◆ Prompt: Transcribe all of the material exactly.

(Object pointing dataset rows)

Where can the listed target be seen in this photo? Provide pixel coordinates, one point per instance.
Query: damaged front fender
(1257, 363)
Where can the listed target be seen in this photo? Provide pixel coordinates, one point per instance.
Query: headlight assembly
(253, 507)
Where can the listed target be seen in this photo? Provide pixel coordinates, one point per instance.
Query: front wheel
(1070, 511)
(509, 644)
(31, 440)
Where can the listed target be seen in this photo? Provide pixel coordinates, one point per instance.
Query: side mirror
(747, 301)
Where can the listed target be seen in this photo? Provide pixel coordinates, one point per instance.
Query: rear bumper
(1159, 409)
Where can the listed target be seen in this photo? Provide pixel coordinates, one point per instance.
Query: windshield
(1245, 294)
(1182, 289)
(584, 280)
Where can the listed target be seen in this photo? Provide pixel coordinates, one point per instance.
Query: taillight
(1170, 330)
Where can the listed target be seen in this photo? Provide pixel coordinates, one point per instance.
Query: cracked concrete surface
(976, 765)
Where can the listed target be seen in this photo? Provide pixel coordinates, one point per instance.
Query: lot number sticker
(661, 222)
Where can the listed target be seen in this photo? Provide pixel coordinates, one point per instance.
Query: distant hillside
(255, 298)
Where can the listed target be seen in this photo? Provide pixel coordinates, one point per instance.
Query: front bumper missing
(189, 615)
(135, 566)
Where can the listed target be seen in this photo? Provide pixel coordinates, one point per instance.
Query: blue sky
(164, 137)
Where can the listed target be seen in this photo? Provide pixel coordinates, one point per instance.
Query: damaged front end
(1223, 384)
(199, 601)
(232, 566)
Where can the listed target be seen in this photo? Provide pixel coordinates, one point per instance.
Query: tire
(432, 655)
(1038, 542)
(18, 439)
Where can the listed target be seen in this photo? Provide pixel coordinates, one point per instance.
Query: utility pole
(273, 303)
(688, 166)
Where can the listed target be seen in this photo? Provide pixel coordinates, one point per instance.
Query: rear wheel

◆ Finished answer:
Where can the listed target be seen in this photo? Provide pixel coordinates, one point per instance.
Query: damaged front fender
(1257, 363)
Where can the listed target be seen in this photo? Provide pixel coordinates, one point per instance.
Query: headlight assembly
(253, 507)
Where can the listed target be seen in this photo? Provide pixel coordinates, one point per instance.
Query: front wheel
(1070, 511)
(509, 644)
(31, 440)
Where can the listed target be seen in this photo? Provide pixel coordinates, one point per instance.
Query: side mirror
(747, 301)
Where can the listed target be seen in this photo? Provide pixel coordinates, one point per instance.
Query: rear bumper
(1159, 409)
Where can the listed target be seen in this photo? Provide pixel coordinates, one point per instance.
Query: windshield
(1245, 294)
(1182, 289)
(584, 280)
Where can the listed target be seen in this photo? Provide pixel coordinates, one point per instance.
Query: taillight
(1170, 330)
Where can the listed target be seen in this photo? Provide pixel coordinates, one point per instance.
Query: cracked concrete surface
(976, 765)
Where can the listed target be seen in this photo? Provide pixel coordinates, one point per instance.
Query: lot number sticker
(661, 222)
Where can the listed target be seen in this photo? Provide pixel coordinates, one point per instance.
Query: distant hillside
(255, 298)
Where can the listed target be seen in this photo? Provide pixel coordinates, one point per instance.
Query: front bumper missing
(189, 615)
(135, 566)
Where can the listed target be seen in this photo? Provide pixel coordinates, one point per instance.
Query: blue sky
(164, 137)
Where can the listed target be seen in this photo? Provide pixel coordinates, one point per instance.
Query: damaged front end
(1223, 384)
(199, 601)
(232, 566)
Where can the listed target be seen in this photo? Provide pixel coordinates, one point per instance.
Query: tire
(432, 655)
(1038, 542)
(18, 439)
Where can the listed target be seen in this photo? Provide pixel coordinates, one point per instance.
Query: utility pole
(273, 303)
(688, 166)
Where can the listed target be seen in this photo? Provide pixel coordinates, one point per instance.
Query: rear wheel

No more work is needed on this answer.